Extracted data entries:
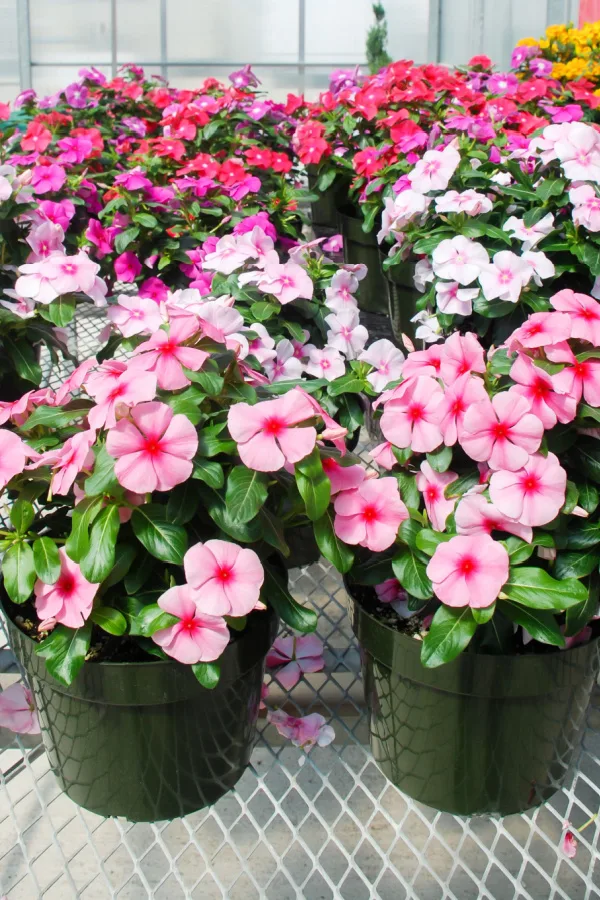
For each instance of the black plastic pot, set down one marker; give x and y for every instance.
(362, 247)
(145, 740)
(402, 298)
(482, 734)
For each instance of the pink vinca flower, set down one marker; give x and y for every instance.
(17, 710)
(476, 515)
(69, 600)
(13, 456)
(225, 578)
(459, 259)
(534, 494)
(292, 656)
(503, 432)
(265, 433)
(584, 312)
(371, 514)
(304, 732)
(432, 485)
(505, 277)
(166, 354)
(154, 450)
(543, 393)
(197, 637)
(411, 418)
(387, 363)
(135, 315)
(468, 571)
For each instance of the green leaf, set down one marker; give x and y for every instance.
(84, 513)
(332, 548)
(211, 473)
(208, 674)
(314, 485)
(276, 594)
(440, 459)
(428, 540)
(18, 571)
(46, 560)
(65, 650)
(246, 493)
(449, 634)
(411, 572)
(541, 625)
(103, 477)
(161, 539)
(110, 620)
(182, 503)
(22, 515)
(577, 563)
(23, 358)
(535, 588)
(97, 563)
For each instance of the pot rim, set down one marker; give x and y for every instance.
(480, 674)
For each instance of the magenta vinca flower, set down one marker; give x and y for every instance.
(468, 571)
(17, 710)
(197, 637)
(292, 656)
(154, 449)
(225, 578)
(69, 600)
(265, 433)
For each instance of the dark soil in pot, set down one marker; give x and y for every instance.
(144, 739)
(483, 734)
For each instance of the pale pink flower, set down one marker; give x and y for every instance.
(546, 400)
(434, 170)
(586, 204)
(225, 578)
(532, 234)
(476, 515)
(535, 494)
(284, 366)
(69, 600)
(505, 277)
(166, 354)
(346, 333)
(468, 571)
(432, 485)
(342, 478)
(13, 456)
(154, 451)
(339, 295)
(370, 514)
(119, 395)
(135, 315)
(459, 259)
(470, 202)
(502, 432)
(230, 254)
(411, 418)
(327, 363)
(459, 396)
(197, 637)
(584, 312)
(293, 656)
(17, 710)
(454, 300)
(387, 363)
(304, 732)
(265, 432)
(287, 282)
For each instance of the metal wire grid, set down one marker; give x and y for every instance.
(323, 825)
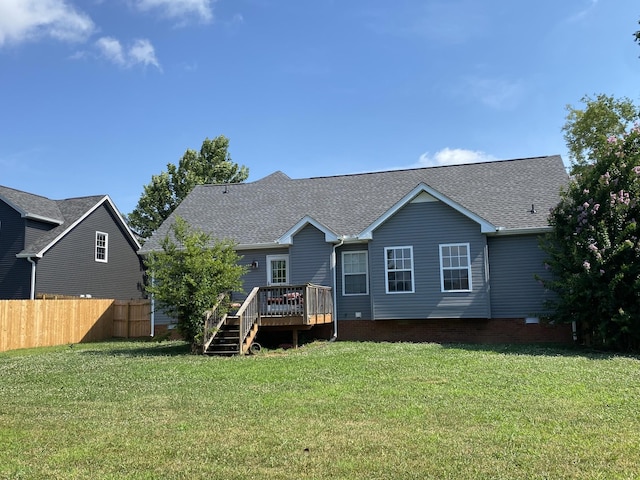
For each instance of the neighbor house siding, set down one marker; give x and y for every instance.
(515, 292)
(425, 226)
(121, 277)
(310, 258)
(15, 273)
(350, 304)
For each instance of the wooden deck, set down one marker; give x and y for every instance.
(291, 307)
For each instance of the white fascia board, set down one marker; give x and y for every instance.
(502, 231)
(257, 246)
(287, 238)
(485, 226)
(86, 214)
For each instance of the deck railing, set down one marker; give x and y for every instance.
(213, 320)
(248, 314)
(296, 301)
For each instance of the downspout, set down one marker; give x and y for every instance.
(335, 295)
(153, 310)
(32, 295)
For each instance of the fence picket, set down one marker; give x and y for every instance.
(40, 323)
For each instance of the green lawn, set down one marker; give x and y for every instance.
(326, 410)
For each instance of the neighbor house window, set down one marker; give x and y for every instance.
(455, 267)
(399, 269)
(277, 269)
(102, 247)
(355, 277)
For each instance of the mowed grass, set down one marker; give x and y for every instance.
(324, 411)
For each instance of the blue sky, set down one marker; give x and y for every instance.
(98, 95)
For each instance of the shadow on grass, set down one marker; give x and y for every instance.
(542, 349)
(142, 348)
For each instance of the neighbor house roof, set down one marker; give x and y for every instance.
(64, 214)
(498, 195)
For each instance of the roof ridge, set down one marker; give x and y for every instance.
(431, 167)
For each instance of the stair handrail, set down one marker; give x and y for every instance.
(211, 316)
(248, 315)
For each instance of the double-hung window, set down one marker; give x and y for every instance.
(277, 269)
(399, 269)
(102, 247)
(455, 267)
(355, 274)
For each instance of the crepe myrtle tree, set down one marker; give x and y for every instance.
(189, 273)
(594, 248)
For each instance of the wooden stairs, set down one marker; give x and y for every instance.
(226, 341)
(294, 307)
(226, 334)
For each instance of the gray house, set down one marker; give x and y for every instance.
(442, 254)
(76, 246)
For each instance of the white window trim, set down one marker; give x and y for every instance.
(106, 248)
(284, 257)
(442, 268)
(366, 273)
(386, 271)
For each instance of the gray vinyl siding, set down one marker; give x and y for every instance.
(310, 258)
(425, 226)
(514, 262)
(256, 277)
(69, 266)
(15, 273)
(350, 304)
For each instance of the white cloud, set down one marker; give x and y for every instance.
(23, 20)
(141, 52)
(111, 49)
(453, 156)
(495, 93)
(180, 9)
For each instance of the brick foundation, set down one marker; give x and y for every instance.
(453, 331)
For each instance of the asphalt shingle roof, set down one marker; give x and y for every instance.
(65, 212)
(260, 212)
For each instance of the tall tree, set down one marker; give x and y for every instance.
(594, 247)
(212, 164)
(588, 128)
(189, 273)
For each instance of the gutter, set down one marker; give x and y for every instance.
(32, 295)
(335, 295)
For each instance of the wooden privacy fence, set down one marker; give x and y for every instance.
(41, 323)
(131, 318)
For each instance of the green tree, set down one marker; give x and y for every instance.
(212, 164)
(189, 273)
(594, 248)
(588, 128)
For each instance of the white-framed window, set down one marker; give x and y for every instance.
(398, 268)
(277, 269)
(102, 247)
(355, 273)
(455, 267)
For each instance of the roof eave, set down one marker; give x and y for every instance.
(502, 231)
(485, 226)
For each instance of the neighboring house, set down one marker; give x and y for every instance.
(78, 246)
(442, 254)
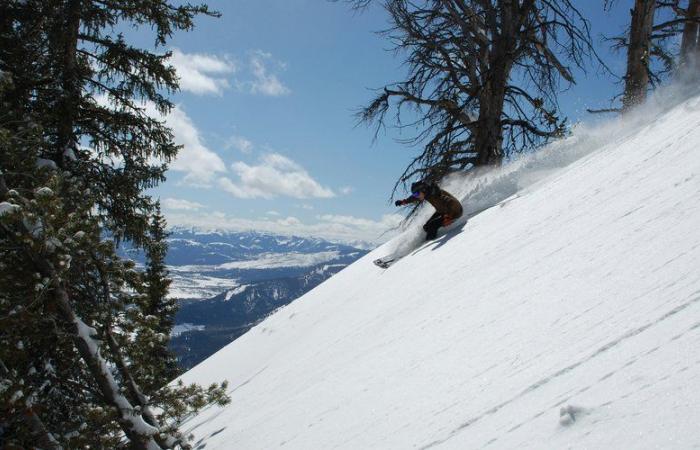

* _WORK TO DO_
Repeat the rows from the line with "For each instance of the roof eave, set" through the end of the rows, swapping "neighboring house" for "adjacent house" and keeping everything else the same. Leave the pictures out.

* _SOLUTION TO THIS TASK_
For each instance of the roof eave, set down one marker; give x and y for every instance.
(502, 231)
(485, 226)
For each instance of the adjacent house, set down one marker; give x and y for every instance.
(78, 246)
(442, 254)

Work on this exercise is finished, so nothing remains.